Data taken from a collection
+++
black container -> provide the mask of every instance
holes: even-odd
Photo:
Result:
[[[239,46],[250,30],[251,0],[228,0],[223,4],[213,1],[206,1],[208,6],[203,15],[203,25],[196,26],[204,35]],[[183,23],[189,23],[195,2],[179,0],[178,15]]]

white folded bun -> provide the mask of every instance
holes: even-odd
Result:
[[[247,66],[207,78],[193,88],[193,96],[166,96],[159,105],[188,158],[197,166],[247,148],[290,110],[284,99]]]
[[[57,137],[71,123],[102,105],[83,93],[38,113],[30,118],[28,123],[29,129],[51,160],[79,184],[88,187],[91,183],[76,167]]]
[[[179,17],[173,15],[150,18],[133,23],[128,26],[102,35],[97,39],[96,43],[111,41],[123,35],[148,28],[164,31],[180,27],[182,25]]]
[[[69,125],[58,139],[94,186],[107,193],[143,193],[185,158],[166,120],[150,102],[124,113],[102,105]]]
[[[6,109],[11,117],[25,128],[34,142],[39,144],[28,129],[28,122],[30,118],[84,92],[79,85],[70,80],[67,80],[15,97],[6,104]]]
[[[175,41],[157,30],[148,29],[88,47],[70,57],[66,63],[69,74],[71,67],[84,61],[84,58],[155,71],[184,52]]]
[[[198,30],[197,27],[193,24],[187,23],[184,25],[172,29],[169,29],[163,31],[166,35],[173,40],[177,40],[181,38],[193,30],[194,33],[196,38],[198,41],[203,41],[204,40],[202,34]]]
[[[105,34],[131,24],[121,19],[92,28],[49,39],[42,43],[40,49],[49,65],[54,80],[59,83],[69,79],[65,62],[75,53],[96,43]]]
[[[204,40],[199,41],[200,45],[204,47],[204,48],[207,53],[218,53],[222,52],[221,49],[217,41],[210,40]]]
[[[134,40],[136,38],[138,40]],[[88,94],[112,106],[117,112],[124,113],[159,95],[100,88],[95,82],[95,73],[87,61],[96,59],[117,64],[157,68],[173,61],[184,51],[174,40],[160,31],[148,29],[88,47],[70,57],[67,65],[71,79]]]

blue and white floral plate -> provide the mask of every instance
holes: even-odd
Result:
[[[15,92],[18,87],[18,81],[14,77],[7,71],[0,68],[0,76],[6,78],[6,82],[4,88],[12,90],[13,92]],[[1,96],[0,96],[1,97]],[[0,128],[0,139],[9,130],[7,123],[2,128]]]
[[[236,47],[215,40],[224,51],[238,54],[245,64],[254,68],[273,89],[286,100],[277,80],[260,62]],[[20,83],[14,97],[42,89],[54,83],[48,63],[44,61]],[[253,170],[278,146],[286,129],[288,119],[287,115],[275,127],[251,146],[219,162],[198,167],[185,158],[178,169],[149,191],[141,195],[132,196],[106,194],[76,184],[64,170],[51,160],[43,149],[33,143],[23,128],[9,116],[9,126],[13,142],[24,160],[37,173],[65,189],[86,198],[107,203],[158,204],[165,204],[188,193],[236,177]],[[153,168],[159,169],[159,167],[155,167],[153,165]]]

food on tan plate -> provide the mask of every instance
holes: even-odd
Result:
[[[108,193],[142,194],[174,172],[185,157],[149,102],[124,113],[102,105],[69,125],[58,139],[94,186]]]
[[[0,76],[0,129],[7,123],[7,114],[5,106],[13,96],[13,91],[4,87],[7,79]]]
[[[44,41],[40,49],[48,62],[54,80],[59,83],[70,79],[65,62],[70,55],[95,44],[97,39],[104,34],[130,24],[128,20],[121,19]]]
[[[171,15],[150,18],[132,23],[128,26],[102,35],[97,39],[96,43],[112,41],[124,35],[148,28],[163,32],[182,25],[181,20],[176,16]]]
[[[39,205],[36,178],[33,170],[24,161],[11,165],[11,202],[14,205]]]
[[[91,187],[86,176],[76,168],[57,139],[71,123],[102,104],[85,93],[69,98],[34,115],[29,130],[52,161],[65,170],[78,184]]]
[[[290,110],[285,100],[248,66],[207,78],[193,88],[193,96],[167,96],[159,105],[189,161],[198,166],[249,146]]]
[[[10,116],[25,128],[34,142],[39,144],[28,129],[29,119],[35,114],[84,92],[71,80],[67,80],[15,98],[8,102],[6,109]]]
+++
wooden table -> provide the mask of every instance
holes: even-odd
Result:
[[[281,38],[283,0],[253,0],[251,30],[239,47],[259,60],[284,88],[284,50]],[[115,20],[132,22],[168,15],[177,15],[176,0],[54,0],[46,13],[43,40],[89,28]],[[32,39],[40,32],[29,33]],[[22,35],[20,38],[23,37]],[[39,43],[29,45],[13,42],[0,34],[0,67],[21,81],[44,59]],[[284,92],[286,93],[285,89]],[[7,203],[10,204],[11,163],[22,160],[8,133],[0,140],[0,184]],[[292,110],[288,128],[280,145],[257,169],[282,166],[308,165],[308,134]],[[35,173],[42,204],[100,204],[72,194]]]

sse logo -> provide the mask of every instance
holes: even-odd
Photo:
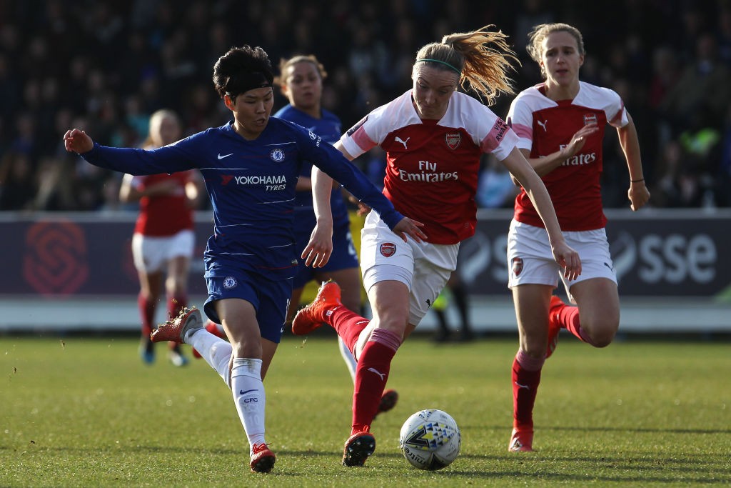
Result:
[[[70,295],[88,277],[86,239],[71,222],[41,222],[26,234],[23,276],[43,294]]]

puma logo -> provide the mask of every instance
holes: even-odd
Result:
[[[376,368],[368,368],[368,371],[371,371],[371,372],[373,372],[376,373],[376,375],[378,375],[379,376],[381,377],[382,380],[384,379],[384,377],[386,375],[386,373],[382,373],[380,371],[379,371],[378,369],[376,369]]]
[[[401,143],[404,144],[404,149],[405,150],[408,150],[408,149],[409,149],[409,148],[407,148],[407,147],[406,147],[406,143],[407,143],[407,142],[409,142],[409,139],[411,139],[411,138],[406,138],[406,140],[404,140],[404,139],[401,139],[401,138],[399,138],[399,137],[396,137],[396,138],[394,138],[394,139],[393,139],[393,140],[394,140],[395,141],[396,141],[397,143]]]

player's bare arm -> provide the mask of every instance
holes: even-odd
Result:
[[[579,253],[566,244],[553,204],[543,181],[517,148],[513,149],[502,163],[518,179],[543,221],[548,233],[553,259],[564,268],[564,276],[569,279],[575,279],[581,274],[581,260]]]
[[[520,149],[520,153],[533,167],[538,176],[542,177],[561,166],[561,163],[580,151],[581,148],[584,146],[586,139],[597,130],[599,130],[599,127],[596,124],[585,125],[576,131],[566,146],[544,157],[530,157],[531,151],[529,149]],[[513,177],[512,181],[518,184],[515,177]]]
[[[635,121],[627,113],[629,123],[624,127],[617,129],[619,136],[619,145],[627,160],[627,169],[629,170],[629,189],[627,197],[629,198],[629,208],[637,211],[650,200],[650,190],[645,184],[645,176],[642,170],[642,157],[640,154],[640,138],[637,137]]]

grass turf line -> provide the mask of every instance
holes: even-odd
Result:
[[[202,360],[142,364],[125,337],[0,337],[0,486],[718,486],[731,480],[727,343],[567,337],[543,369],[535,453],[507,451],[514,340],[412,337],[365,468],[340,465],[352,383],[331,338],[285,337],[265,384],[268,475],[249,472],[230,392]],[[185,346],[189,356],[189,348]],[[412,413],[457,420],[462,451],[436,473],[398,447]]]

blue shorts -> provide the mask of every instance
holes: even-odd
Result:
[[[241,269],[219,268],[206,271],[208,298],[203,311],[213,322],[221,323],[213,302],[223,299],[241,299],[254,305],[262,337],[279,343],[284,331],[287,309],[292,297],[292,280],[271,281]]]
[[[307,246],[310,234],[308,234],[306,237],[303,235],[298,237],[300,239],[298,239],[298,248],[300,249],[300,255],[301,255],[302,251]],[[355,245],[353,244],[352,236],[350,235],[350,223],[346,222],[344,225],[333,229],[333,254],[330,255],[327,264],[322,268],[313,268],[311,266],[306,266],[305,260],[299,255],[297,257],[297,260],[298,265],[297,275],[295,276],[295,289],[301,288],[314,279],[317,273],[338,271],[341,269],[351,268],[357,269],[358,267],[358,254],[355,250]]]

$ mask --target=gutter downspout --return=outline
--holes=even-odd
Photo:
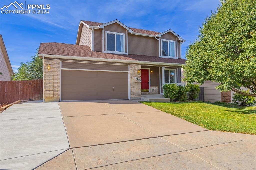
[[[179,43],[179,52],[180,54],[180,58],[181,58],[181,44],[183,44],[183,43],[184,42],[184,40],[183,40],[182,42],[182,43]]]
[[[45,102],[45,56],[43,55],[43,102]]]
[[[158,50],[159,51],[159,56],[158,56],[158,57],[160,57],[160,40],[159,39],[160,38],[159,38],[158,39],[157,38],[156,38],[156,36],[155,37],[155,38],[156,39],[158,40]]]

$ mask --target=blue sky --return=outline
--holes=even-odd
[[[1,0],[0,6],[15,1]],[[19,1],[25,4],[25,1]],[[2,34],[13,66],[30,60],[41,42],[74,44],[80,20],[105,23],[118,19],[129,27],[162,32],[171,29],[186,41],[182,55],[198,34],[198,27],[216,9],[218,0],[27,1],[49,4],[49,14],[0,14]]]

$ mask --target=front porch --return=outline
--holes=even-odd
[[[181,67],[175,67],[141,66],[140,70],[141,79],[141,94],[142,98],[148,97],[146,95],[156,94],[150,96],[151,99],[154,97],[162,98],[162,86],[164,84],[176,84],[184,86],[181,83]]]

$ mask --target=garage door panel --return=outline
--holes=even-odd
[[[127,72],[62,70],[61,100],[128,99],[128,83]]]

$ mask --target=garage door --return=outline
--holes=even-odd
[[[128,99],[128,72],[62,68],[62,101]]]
+++
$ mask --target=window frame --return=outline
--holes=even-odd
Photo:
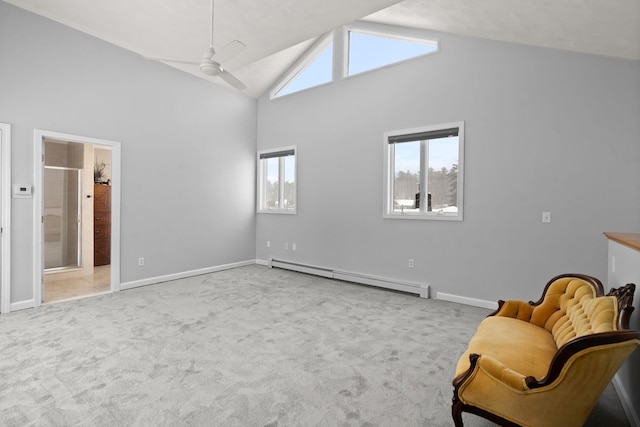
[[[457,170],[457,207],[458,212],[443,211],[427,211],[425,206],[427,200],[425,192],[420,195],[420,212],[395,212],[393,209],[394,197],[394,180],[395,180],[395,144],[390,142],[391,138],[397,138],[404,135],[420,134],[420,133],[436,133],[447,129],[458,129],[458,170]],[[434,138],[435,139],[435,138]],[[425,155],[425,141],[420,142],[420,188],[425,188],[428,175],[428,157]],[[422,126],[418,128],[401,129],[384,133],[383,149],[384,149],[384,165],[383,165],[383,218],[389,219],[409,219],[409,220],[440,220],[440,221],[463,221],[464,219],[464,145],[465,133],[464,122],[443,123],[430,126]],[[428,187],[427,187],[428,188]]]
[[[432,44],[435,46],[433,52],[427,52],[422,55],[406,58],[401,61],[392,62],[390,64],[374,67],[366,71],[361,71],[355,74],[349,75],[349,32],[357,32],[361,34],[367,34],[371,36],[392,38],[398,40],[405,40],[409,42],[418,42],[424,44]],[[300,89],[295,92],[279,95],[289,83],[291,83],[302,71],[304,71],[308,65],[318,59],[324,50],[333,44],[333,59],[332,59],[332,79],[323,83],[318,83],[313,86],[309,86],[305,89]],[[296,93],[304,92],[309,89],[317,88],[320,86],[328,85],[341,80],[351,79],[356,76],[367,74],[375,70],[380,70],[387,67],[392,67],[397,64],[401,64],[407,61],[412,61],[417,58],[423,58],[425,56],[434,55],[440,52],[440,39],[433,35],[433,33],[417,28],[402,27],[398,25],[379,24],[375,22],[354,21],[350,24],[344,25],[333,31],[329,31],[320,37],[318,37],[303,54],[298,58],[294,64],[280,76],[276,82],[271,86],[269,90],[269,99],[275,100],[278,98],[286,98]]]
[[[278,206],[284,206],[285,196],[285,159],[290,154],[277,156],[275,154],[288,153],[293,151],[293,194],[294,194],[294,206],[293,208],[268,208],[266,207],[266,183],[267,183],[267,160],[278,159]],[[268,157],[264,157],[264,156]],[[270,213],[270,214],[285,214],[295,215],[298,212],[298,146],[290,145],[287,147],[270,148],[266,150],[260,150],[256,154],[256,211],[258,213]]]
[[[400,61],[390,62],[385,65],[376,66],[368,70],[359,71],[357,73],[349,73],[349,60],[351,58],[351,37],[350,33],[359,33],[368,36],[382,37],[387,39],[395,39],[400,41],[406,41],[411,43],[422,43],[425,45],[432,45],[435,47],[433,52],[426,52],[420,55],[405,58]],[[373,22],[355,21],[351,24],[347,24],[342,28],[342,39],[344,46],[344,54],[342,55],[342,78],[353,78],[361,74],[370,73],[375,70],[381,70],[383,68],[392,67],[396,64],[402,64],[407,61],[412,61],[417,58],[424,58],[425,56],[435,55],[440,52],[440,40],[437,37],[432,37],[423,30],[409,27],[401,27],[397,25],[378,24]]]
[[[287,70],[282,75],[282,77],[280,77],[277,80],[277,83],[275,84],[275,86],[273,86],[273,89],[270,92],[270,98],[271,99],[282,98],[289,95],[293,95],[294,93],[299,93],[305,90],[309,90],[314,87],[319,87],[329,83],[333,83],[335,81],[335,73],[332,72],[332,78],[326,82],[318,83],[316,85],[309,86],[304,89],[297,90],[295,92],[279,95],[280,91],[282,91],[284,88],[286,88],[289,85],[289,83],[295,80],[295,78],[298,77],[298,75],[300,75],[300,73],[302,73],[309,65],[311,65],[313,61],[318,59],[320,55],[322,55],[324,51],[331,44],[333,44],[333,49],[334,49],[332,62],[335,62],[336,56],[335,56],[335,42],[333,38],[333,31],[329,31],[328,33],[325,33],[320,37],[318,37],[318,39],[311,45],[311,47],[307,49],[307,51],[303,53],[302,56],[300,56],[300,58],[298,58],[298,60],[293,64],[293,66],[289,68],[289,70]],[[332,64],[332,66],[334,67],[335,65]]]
+++
## CHALLENGE
Copy the listing exactly, starting at the line with "door panel --return=outline" and ending with the line with "[[[128,99],[128,72],[62,68],[62,101]]]", including both of those lines.

## EXERCISE RESULT
$ mask --target=garage door panel --return=outline
--holes=even-odd
[[[127,72],[62,70],[61,100],[128,99],[128,83]]]

$ mask --target=garage door --return=outline
--holes=even-odd
[[[128,99],[128,72],[62,68],[62,101]]]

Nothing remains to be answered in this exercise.